* _Document text_

════════════════════

While we appreciate the apology, we’d hardly call implying the death penalty is warranted for homosexuality a “miscommunication”. At this time, we are unable to tell if Major Andrew Craibe is still employed by the Salvation Army. While their response to this assault on LGBT rights was somewhat positive, we should not allow the Salvation Army to pretend that this is their only case of bigotry.
The page continues on the subject of Andrew Craibe, stating that:
We acknowledge that because of our size and scope, occasionally one of our millions of employees and volunteers might say or do something that does not reflect our values. We address these incidents as soon as they arise.
But this does not address our objections to the Salvation Army. We understand that one or two employees may exist who are homophobic – that is not why we are calling for a boycott. We are calling for a boycott due to their repeated and deliberate organization-wide attempts to discriminate against the LGBT community.
Recently, the Christian Post, which markets themselves as “the largest Christian newspaper in the world”, wrote an article covering our efforts. In the article, author Stoyan Zaimov quotes Parker Vandergriff of Brand Public Relations of The Richards Group, a major advertising agency with other clients such as Chick-Fil-A.
“Our mission is clear: to provide services to those in need without discrimination. The Salvation Army treats everyone with equal love, dignity and respect regardless of who they are”
Which is, of course, demonstrably false when you examine the actions of the Salvation Army.
The article also quotes Major George Hood as saying that:
“The Salvation Army and the gay community are never going to come to an agreement on the topic.”
While this article quotes multiple members of the Salvation Army, and does include transcripts of Rebecca Watson’s recent video on the Salvation Army, the writer of this article did not find it necessary to reach out to us for comment. At this time, while multiple non-journalists have sent us emails with questions and feedback, the Christian Post has yet to contact us.

════════════════════

* _Given information_
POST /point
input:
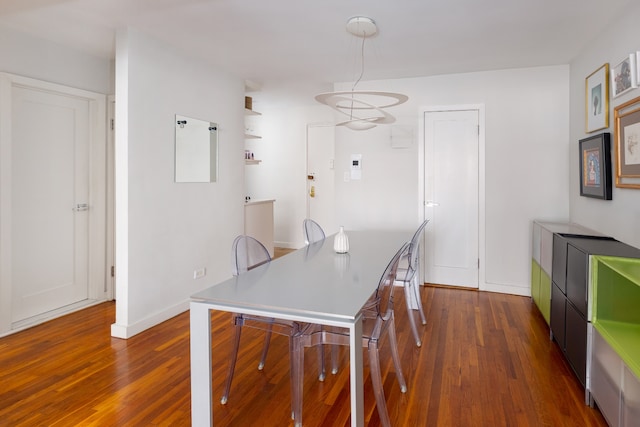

════════════════════

* _Exercise set_
**1)** In the piece on the Salvation Army boycott, who wrote the Christian Post article about the boycott effort?
**2)** Continue the piece on the Salvation Army boycott from its last sentence.

* _Answers_
**1)** Stoyan Zaimov

**2)**
This Christian Post article was recently picked up by the LGBT blog “Lez Get Real”, in a post where in the author restates the case made by the Christian Post and ends with the following:
One would have to see that recent actions of the Salvation Army have been, by in large, ones of conciliation towards the LGBT community. That begs to ask, what positive things for the LGBT community are being accomplished when we lobby against the red kettle campaign or the Salvation Army in general, especially when they seem to be trying to meet our community at least half way?
The “positive things” being accomplished by lobbying against the Salvation Army are to point out that despite their surface-deep rebranding effort, they are not in fact “trying to meet our community at least half way”. They are trying to find a way to continue to be homophobic and still get donations.
The basic fact that the Salvation Army is not willing to own up to their bigoted past should give anyone pause when they hear that the Salvation Army has changed their ways. Instead of admitting that they have been plainly homophobic and otherwise bigoted, and then laying out how they are going to change that, they have brushed all of this under the rug and claimed that these are myths spread via email and Facebook.
If they are not even willing to own up to their past actions, how can we possibly believe that they feel remorse for this and will act differently in the future?